_Exercise prompt:_
Copy the rows from the line containing "the purple flower." through the line containing "180), (553, 319)]", changing "marker" to "dot" and leaving everything else as it stands.

_The data:_
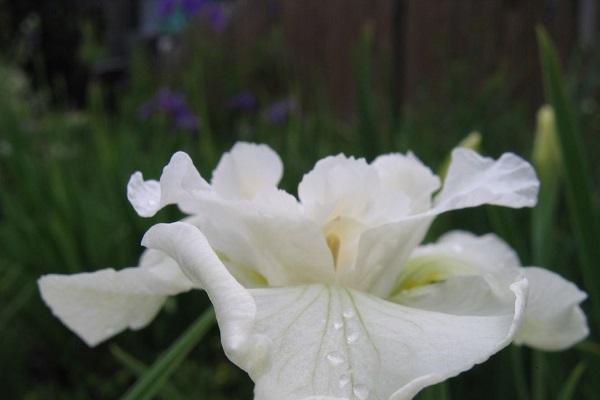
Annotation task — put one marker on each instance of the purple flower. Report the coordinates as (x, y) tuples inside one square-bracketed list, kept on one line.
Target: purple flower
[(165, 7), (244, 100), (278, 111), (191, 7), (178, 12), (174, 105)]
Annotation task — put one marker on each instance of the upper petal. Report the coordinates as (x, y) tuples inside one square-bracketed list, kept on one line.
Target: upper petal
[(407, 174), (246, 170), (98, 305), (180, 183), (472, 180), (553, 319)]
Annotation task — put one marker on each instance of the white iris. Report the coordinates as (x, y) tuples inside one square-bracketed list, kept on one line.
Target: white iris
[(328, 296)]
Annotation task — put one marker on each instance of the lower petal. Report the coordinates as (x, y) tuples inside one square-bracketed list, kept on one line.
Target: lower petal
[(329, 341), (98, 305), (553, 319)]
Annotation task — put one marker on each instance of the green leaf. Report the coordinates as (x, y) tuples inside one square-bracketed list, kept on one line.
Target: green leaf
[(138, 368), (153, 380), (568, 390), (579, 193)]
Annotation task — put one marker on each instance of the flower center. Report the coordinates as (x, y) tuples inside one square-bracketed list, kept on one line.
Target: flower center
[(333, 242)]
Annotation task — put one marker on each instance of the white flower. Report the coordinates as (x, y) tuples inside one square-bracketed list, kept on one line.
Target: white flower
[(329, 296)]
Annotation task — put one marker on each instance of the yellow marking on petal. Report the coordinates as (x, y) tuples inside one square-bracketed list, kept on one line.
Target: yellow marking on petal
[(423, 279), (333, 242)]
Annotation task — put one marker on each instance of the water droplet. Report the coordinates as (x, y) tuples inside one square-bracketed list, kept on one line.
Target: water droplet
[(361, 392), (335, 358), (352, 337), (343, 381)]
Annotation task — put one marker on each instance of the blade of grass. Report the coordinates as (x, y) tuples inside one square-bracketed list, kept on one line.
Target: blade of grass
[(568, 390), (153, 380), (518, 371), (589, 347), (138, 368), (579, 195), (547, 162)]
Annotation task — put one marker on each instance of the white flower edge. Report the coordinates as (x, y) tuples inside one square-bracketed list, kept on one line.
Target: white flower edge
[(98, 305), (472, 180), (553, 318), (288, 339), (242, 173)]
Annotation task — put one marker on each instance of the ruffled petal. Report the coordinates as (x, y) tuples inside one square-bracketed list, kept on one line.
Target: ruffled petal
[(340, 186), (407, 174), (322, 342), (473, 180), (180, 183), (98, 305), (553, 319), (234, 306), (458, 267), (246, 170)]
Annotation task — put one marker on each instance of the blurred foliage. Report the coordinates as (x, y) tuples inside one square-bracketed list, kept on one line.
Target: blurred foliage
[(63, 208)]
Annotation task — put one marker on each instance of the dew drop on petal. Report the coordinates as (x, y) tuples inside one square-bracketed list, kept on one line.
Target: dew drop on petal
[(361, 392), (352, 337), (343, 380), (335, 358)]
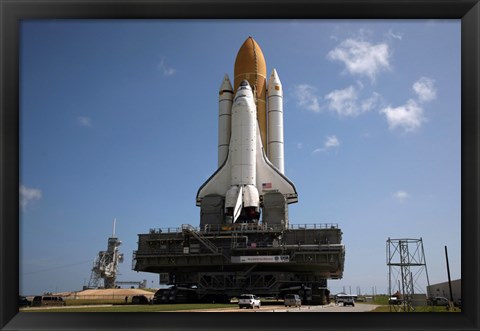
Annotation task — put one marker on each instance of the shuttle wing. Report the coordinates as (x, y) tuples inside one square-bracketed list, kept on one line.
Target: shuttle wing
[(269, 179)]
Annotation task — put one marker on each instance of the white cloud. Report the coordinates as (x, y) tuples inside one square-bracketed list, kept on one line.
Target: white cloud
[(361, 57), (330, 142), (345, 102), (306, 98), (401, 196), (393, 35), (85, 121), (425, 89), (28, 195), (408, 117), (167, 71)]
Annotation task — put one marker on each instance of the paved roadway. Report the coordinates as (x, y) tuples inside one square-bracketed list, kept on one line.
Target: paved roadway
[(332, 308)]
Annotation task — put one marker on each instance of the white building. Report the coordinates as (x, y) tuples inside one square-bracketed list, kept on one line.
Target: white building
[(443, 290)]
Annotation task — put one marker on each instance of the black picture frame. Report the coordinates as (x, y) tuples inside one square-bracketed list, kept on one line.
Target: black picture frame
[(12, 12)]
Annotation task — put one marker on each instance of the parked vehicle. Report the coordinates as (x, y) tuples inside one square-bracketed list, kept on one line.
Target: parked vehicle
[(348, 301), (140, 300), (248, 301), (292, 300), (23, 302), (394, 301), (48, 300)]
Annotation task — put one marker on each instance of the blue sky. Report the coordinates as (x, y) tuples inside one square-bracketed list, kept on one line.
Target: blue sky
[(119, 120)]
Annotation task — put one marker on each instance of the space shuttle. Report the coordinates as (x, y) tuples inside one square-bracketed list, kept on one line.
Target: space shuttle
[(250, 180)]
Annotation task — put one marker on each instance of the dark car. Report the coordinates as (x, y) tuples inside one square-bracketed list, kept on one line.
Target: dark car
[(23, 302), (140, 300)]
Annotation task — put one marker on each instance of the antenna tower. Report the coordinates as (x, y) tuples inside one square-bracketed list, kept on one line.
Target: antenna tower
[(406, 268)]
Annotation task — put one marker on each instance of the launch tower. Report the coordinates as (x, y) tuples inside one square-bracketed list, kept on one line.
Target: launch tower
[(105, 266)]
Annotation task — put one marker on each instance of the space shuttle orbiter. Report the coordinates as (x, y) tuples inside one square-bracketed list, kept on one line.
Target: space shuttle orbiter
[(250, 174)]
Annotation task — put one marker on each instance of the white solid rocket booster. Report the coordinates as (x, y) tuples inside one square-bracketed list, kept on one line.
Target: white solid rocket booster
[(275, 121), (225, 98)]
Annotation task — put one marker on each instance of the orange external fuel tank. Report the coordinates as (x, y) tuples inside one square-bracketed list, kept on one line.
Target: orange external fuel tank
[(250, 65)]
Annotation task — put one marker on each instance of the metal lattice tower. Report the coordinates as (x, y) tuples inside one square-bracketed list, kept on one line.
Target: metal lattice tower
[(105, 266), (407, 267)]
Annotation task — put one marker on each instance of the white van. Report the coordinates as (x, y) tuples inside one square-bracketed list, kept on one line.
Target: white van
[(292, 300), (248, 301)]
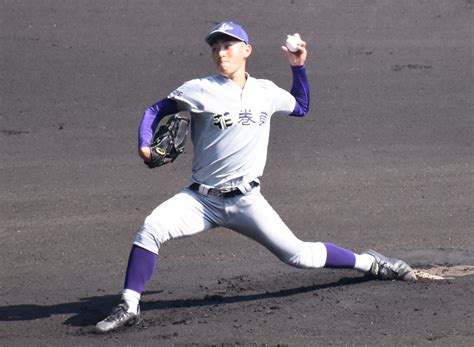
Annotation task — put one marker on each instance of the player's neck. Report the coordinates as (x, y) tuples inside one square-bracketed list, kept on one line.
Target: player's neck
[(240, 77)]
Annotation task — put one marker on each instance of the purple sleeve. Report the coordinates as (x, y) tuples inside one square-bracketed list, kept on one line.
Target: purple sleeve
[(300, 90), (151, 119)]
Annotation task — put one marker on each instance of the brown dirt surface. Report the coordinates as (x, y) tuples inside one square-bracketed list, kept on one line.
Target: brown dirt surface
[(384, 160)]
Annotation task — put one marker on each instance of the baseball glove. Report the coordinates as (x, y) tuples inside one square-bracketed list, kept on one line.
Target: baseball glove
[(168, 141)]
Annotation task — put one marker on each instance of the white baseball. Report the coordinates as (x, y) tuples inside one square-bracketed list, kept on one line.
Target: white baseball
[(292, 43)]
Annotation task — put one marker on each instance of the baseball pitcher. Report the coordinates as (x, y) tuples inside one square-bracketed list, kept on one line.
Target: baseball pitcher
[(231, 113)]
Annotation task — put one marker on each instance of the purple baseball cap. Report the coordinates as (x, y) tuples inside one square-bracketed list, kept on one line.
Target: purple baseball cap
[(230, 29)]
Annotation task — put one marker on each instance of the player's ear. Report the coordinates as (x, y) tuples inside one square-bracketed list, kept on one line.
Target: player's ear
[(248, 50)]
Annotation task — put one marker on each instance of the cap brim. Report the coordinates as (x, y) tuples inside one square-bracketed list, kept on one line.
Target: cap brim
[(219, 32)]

* * *

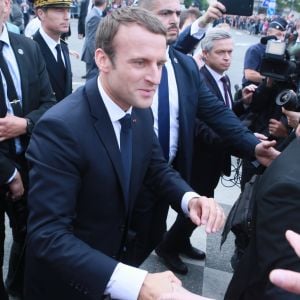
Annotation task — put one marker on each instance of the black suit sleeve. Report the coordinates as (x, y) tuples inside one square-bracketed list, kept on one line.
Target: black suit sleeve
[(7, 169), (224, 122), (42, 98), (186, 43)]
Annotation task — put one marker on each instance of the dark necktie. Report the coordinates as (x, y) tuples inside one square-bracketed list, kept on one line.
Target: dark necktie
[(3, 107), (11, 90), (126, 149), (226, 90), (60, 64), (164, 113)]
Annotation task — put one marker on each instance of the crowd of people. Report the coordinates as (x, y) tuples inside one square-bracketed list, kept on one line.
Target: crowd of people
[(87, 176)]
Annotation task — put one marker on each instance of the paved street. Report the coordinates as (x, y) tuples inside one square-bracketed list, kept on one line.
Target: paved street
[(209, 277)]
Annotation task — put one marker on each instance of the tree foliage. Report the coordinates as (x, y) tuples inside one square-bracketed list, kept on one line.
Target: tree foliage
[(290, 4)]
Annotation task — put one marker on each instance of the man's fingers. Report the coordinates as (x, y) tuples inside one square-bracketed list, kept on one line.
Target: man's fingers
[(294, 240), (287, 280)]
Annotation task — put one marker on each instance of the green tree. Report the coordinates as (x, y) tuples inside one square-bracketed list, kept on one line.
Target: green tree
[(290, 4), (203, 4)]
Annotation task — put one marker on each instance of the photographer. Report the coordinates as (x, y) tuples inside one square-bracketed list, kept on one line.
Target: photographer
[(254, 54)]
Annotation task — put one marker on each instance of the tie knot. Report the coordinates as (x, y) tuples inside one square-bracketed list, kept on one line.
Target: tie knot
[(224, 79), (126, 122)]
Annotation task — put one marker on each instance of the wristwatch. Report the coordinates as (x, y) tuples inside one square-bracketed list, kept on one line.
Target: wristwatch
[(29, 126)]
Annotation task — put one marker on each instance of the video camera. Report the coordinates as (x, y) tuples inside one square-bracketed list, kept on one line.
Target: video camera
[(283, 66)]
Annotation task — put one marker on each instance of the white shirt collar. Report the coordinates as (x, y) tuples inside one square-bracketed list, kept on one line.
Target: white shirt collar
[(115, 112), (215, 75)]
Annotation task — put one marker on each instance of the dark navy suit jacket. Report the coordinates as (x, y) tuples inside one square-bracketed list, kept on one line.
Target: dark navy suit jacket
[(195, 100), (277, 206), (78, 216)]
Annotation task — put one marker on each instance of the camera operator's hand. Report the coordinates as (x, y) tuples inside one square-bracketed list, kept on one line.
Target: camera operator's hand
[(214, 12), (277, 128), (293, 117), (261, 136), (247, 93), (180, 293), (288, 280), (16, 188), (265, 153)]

--

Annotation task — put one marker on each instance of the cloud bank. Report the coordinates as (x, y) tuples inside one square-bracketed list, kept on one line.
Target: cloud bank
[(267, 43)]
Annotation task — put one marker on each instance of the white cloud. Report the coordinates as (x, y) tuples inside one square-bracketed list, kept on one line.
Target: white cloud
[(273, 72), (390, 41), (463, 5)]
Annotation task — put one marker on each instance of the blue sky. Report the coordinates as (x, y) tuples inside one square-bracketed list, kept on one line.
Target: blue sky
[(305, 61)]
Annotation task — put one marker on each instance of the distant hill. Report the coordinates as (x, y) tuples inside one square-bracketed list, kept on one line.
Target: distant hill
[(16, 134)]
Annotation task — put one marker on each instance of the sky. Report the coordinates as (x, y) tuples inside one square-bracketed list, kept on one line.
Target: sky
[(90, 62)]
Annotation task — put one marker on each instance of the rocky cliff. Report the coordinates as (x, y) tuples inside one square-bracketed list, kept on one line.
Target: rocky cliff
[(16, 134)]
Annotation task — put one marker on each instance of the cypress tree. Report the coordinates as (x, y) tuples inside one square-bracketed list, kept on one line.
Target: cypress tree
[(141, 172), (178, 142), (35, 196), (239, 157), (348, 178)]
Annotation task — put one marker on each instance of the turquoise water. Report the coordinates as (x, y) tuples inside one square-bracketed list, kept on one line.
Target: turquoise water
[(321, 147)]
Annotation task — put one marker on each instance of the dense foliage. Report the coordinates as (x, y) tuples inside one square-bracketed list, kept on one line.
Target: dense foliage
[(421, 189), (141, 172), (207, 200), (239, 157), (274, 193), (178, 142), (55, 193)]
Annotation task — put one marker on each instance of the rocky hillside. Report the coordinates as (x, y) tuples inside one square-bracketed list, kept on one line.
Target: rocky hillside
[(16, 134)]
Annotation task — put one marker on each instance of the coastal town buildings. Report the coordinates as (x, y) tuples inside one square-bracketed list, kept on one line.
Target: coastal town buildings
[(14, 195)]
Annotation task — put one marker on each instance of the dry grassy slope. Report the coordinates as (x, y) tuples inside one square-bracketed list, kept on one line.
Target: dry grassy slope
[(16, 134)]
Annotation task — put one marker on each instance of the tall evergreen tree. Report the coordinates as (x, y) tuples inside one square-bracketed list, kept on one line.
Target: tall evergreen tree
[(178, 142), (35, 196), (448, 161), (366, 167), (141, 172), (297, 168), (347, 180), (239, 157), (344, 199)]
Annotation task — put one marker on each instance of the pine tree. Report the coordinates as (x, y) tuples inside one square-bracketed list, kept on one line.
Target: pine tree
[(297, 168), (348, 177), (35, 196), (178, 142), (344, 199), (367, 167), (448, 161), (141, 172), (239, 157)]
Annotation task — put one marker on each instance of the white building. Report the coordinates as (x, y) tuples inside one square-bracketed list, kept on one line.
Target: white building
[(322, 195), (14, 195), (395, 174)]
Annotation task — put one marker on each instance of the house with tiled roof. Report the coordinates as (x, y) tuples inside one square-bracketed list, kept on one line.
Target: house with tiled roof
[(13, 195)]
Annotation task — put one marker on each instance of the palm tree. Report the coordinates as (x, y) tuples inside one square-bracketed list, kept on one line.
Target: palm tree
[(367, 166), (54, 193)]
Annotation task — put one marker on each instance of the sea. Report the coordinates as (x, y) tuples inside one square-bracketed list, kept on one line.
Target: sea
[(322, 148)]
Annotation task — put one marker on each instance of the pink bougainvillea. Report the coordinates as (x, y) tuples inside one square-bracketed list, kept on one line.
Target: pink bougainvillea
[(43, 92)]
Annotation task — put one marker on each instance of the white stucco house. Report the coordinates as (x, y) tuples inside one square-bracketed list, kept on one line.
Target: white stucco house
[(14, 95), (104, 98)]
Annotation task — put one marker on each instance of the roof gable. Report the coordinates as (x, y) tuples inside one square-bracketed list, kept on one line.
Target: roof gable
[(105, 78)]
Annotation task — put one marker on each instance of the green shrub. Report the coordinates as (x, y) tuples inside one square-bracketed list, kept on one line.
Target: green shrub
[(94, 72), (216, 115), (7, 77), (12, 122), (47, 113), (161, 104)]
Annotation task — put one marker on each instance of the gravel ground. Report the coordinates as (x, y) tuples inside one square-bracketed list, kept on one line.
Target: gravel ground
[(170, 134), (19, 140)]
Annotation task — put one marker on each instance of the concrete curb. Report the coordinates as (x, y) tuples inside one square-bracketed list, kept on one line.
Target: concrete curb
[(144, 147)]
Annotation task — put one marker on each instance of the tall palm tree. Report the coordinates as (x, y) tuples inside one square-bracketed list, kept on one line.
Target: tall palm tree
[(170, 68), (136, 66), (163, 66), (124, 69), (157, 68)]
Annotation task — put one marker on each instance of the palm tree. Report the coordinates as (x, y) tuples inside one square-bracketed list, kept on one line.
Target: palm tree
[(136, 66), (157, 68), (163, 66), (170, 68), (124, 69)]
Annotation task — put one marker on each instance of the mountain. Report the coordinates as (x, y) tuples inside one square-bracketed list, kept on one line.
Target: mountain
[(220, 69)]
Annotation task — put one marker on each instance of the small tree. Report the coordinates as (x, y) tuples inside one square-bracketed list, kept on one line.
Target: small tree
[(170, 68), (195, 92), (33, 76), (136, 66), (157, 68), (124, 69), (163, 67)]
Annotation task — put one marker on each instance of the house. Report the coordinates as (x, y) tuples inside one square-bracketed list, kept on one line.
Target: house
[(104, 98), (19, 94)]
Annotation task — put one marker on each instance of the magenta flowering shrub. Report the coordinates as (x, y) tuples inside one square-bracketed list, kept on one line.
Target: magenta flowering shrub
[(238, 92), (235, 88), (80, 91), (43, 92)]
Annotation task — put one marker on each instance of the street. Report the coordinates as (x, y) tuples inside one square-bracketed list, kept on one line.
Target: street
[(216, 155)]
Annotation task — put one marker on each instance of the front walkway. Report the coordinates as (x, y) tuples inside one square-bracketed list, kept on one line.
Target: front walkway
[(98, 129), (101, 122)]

_Answer to the problem:_
Annotation task — put one dot on each instance of the purple flower. Report the coordinates as (x, y) tuples inside one square-bracketed list, kept on one line.
Target: purple flower
[(165, 7), (244, 100), (278, 111), (191, 7), (178, 12), (174, 105)]
Annotation task — put one dot on each instance of the upper petal. Report the coordinates as (x, y) tuples inside one square-bracketed list, kept on one line.
Target: upper petal
[(407, 174), (246, 170), (98, 305), (180, 183), (472, 180), (553, 319)]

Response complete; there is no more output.